==== GIVEN DATA

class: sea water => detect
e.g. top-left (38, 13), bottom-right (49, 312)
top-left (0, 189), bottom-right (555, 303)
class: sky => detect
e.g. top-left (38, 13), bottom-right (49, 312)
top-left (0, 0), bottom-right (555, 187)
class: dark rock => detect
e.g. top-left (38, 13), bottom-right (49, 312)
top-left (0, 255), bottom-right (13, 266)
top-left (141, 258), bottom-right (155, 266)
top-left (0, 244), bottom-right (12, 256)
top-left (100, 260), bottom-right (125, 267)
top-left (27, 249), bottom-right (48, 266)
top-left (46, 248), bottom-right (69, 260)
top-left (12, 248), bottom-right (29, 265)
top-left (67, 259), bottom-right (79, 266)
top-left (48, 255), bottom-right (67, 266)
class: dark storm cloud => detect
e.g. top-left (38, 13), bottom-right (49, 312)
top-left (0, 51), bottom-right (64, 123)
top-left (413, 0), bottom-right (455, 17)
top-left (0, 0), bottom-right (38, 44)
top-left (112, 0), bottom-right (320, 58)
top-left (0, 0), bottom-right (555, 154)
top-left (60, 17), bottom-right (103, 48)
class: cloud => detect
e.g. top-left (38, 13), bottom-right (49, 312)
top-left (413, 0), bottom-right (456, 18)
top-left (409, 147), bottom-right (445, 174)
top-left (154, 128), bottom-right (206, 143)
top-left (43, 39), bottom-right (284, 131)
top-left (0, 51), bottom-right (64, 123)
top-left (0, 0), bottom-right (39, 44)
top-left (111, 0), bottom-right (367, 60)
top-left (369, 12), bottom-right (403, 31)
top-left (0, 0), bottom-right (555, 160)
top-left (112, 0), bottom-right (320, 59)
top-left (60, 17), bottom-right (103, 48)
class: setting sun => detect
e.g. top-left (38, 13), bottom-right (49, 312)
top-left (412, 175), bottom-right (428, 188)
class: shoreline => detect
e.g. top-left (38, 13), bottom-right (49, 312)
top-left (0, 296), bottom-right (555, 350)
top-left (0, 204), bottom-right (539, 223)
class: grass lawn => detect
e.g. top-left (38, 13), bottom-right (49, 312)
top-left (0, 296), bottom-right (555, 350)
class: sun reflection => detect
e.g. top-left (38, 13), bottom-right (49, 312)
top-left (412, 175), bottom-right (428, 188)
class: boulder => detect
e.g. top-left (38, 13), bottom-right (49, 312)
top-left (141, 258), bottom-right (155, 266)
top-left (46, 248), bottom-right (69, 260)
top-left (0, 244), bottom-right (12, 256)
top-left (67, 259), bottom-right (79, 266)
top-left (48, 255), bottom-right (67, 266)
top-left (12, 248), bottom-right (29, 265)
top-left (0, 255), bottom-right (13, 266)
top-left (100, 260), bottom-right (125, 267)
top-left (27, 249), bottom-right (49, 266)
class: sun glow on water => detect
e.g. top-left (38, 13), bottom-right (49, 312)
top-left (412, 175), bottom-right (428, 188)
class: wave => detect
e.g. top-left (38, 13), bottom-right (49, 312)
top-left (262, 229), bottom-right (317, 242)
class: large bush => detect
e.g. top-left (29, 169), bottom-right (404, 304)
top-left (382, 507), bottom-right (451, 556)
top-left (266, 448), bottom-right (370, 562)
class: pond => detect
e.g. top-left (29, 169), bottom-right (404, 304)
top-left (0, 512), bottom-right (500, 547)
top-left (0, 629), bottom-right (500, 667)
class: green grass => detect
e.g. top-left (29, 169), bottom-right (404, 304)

========

WHAT IS NEEDED:
Return each line of the items above that contains the string "dark". Matches must have the same case.

THE ANSWER:
class: dark rock => detect
class: dark storm cloud => detect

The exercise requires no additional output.